— start of Dataset —
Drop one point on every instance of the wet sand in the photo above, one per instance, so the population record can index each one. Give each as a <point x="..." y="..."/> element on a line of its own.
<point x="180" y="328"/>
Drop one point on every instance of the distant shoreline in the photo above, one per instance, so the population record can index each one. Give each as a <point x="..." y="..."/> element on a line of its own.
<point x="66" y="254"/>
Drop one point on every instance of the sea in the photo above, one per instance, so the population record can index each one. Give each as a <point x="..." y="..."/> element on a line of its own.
— end of Dataset —
— start of Dataset —
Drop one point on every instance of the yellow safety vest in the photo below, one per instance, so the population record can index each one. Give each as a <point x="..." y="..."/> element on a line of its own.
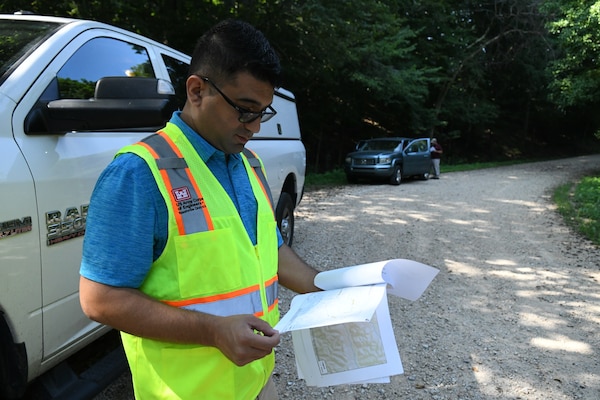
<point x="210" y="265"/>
— end of Dataset —
Given problem: Reproduce the records without any change, from the line containing "Drop one point on every instance of the distant" up to and including the line containing "Drop one point on every instance of the sea".

Worked solution:
Drop one point on every instance of the distant shoreline in the photo above, one per instance, so the population record can index each one. Give each as a <point x="..." y="..."/> element on a line of its own.
<point x="66" y="254"/>
Drop one point on every instance of the sea in the photo above, one per instance, so the population record can index each one. Give each as a <point x="..." y="..."/> element on a line of its own.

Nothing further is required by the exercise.